■ PROMPT ■
Reproduce every one of the following items verbatim, line for line, without altering any character.

■ DATA PROVIDED ■
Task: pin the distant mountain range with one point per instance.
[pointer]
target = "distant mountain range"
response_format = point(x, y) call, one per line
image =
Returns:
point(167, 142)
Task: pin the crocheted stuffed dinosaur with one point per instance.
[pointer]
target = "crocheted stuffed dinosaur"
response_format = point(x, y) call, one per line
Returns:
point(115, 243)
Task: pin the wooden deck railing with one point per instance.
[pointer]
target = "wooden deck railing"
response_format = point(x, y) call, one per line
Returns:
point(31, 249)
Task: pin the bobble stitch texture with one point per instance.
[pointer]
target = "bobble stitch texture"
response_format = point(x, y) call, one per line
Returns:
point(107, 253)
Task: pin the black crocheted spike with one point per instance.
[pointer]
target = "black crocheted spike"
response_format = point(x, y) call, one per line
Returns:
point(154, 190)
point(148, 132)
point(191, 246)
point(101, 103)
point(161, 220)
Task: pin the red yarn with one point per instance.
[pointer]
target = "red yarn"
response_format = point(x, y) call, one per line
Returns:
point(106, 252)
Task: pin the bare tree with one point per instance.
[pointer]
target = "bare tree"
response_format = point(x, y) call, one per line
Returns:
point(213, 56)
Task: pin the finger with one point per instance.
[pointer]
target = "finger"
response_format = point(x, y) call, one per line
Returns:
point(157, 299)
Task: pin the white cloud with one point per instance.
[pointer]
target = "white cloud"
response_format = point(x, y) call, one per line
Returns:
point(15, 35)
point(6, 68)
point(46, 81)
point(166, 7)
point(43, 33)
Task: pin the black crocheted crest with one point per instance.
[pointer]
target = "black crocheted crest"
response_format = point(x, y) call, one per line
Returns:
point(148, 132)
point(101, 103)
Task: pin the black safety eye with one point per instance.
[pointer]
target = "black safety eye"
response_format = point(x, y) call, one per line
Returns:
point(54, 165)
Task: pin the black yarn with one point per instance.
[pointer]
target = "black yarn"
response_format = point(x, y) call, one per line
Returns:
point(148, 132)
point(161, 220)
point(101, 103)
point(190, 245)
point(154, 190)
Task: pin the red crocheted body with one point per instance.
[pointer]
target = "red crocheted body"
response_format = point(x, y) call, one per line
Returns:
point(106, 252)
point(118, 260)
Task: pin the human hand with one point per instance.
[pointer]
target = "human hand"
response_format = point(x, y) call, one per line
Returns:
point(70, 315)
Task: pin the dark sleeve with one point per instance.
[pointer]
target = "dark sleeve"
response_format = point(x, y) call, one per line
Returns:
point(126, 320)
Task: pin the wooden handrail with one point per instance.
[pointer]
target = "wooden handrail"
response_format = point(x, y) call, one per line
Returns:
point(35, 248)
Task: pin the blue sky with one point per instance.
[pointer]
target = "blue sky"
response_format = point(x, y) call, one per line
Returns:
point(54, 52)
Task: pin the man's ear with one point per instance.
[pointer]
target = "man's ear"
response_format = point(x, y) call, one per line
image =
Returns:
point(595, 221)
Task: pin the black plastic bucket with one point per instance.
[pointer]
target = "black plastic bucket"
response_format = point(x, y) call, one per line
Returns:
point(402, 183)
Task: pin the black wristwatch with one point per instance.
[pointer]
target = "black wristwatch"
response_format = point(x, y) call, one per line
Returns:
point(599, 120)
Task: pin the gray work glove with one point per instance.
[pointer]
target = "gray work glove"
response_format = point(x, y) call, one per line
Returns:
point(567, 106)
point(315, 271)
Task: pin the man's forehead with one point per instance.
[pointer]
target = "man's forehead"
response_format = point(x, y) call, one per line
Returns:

■ RESPONSE FOR THIS EXERCISE ■
Task: pin the distant mountain range with one point per instance.
[pointer]
target = "distant mountain range"
response_format = point(x, y) call, one per line
image =
Returns:
point(167, 142)
Task: pin the crocheted stuffed dinosaur with one point per instance.
[pointer]
target = "crocheted stuffed dinosaur"
response_format = point(x, y) call, one per line
Returns:
point(115, 243)
Task: pin the wooden deck railing with one point per instance.
[pointer]
target = "wooden deck railing"
response_format = point(x, y) call, one per line
Returns:
point(31, 249)
Task: pin the bobble stitch texture with one point per instance.
[pointer]
target = "bobble stitch texture"
response_format = point(x, y) call, one per line
Returns:
point(107, 253)
Task: pin the black crocheted spike with one point per instance.
[pointer]
target = "black crocheted spike"
response_format = point(x, y) call, one per line
Returns:
point(154, 190)
point(148, 132)
point(191, 246)
point(101, 103)
point(161, 220)
Task: pin the red yarn with one point per instance.
[pointer]
target = "red yarn"
response_format = point(x, y) call, one per line
Returns:
point(106, 252)
Task: pin the bare tree with one point per instance.
[pointer]
target = "bare tree"
response_format = point(x, y) call, one per line
Returns:
point(213, 56)
Task: pin the finger with one point per instance.
[pointer]
target = "finger"
response_format = point(x, y) call, one per line
Returns:
point(157, 299)
Task: pin the white cloud with one point per instance.
[pointer]
target = "white cloud"
response_format = point(x, y) call, one per line
Returns:
point(15, 35)
point(6, 68)
point(46, 81)
point(166, 7)
point(43, 33)
Task: pin the black crocheted crest with one point per instance.
[pointer]
target = "black crocheted crest"
response_format = point(x, y) call, one per line
Returns:
point(148, 132)
point(101, 103)
Task: pin the black safety eye with one point per instance.
[pointer]
target = "black safety eye"
response_format = point(x, y) call, one per line
Returns:
point(54, 165)
Task: pin the black yarn with one point per instance.
[pointer]
target = "black yarn"
response_format = point(x, y) call, one per line
Returns:
point(148, 132)
point(161, 220)
point(101, 103)
point(190, 245)
point(154, 190)
Task: pin the red crocheted body with one point per instance.
[pointer]
target = "red crocheted body"
response_format = point(x, y) call, one per line
Returns:
point(106, 252)
point(118, 260)
Task: pin the human hand with one point per instance.
[pointer]
target = "human hand"
response_format = point(x, y) call, one per line
Returns:
point(70, 315)
Task: pin the dark sleeve with one point per instance.
[pointer]
target = "dark sleeve"
response_format = point(x, y) call, one per line
Returns:
point(126, 320)
Task: pin the wooden handrail with one point per instance.
[pointer]
target = "wooden handrail"
response_format = point(x, y) call, one per line
Returns:
point(35, 248)
Task: pin the blue sky with one point per instance.
[pointer]
target = "blue sky"
response_format = point(x, y) call, one per line
Returns:
point(54, 52)
Task: pin the man's ear with one point per instance.
[pointer]
target = "man's ear"
response_format = point(x, y) call, one per line
image =
Returns:
point(595, 221)
Task: pin the black plastic bucket with one point per instance.
[pointer]
target = "black plastic bucket"
response_format = point(x, y) call, one per line
Returns:
point(402, 183)
Task: pin the black wristwatch with one point per instance.
[pointer]
target = "black wristwatch"
response_format = point(x, y) call, one per line
Returns:
point(599, 120)
Task: pin the gray work glove with one point per instance.
[pointer]
target = "gray work glove"
response_format = point(x, y) call, one per line
Returns:
point(567, 106)
point(315, 271)
Task: pin the man's forehead with one point per instance.
[pointer]
target = "man's forehead"
response_format = point(x, y) call, one per line
Returns:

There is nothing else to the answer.